Activity: Reproduce, word for word, every line starting at the line that contains "pin the railing post, one dot per instance" and ending with the final line of the entries.

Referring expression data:
┌──

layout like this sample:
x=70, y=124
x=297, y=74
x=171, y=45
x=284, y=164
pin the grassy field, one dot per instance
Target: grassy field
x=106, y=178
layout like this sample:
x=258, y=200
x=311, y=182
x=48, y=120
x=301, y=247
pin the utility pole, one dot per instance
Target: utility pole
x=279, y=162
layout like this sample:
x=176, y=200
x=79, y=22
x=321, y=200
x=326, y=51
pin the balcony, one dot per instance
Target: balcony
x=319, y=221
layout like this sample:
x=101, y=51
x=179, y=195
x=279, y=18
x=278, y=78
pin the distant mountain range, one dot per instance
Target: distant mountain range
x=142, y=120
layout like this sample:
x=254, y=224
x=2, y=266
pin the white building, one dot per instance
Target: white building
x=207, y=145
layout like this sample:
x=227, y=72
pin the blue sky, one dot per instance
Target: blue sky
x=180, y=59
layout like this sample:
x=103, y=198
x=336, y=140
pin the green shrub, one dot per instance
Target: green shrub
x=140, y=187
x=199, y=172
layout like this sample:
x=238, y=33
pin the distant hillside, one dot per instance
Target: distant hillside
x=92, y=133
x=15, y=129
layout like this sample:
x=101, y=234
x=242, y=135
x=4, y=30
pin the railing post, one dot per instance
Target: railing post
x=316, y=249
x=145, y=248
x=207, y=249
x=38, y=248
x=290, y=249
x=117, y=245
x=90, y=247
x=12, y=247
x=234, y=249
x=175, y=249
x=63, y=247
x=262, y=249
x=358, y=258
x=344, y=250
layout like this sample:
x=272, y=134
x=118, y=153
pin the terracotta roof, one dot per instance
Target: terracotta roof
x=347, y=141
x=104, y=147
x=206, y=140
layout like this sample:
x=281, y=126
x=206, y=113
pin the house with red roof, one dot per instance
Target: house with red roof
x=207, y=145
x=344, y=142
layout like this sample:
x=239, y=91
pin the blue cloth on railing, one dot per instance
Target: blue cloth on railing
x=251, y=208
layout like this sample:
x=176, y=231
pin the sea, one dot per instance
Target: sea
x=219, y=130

└──

Reply to the exercise:
pin the railing post, one dot per instance
Target: railing post
x=316, y=249
x=145, y=248
x=207, y=249
x=38, y=248
x=290, y=249
x=117, y=245
x=90, y=247
x=12, y=247
x=234, y=249
x=175, y=249
x=63, y=247
x=262, y=249
x=358, y=258
x=344, y=250
layout like this sample:
x=272, y=134
x=118, y=153
pin the terracotta roof, one dot per instance
Target: terracotta roof
x=347, y=141
x=104, y=147
x=206, y=140
layout like this sample:
x=281, y=126
x=206, y=113
pin the house with red roof, one dot per instance
Target: house with red roof
x=207, y=145
x=344, y=142
layout like this sample:
x=239, y=91
pin the blue cloth on railing, one dot per instance
Target: blue cloth on railing
x=251, y=208
layout like this sample:
x=176, y=231
pin the sea, one dot per instance
Target: sea
x=219, y=130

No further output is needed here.